Problem requirements
Starting with the line that holds "Is there any reflection", copy out each remaining line of the listing below, up to and including the last one, and include nothing else.

Records to process
####################
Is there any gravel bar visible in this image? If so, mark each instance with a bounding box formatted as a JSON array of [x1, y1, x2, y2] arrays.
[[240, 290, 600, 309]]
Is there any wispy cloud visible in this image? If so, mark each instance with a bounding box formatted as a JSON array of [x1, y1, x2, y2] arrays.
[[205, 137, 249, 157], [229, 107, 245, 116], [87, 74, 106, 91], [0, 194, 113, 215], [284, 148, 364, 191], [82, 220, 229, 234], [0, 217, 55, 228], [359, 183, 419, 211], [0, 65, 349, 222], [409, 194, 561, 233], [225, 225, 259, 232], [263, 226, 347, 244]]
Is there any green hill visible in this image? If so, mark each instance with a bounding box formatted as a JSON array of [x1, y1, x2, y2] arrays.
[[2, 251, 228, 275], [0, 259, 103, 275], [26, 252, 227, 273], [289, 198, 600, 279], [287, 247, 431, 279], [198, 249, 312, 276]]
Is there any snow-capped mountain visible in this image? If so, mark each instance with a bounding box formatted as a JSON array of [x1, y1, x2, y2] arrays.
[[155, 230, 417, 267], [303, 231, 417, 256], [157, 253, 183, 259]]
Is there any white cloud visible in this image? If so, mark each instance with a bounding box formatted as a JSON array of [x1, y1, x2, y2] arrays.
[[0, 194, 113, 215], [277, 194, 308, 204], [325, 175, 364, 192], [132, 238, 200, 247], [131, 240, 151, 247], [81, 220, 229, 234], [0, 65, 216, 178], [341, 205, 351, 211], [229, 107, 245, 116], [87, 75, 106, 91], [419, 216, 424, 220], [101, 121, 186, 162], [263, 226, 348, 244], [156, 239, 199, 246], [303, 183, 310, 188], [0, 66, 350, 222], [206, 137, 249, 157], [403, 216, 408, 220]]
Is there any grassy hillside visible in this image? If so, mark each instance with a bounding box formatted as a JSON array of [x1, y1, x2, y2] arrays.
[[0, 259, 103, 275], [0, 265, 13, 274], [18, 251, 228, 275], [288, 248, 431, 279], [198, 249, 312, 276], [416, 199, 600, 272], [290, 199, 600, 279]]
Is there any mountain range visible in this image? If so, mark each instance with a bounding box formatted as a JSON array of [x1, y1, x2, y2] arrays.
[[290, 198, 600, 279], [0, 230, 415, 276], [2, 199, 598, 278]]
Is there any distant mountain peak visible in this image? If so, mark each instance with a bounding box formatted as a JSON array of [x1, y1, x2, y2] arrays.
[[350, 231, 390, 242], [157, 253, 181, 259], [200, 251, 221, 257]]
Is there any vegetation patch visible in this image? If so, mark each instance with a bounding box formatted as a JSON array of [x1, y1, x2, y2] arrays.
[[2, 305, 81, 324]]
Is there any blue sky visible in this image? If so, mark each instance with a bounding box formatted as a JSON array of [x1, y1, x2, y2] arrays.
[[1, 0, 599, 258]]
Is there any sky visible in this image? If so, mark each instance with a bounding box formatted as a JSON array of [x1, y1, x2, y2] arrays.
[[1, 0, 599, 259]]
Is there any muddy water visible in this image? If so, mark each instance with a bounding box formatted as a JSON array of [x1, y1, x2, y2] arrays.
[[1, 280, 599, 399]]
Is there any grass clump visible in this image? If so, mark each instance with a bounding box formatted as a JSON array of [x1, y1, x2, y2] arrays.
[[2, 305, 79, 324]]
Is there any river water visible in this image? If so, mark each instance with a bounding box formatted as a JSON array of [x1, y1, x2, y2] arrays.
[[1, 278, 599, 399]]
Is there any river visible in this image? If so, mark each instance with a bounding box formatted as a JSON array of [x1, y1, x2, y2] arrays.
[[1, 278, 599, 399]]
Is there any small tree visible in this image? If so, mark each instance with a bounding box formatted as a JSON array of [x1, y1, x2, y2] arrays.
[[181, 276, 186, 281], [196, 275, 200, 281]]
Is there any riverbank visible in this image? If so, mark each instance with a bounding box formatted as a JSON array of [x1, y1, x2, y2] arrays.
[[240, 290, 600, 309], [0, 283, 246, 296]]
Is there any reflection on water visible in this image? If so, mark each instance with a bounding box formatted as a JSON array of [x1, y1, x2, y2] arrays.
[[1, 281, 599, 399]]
####################
Result of this task
Is there any reflection on water visible in this image? If so, mark each instance with a bounding box formatted as a JSON array of [x1, y1, x2, y2] arrays.
[[1, 281, 599, 399]]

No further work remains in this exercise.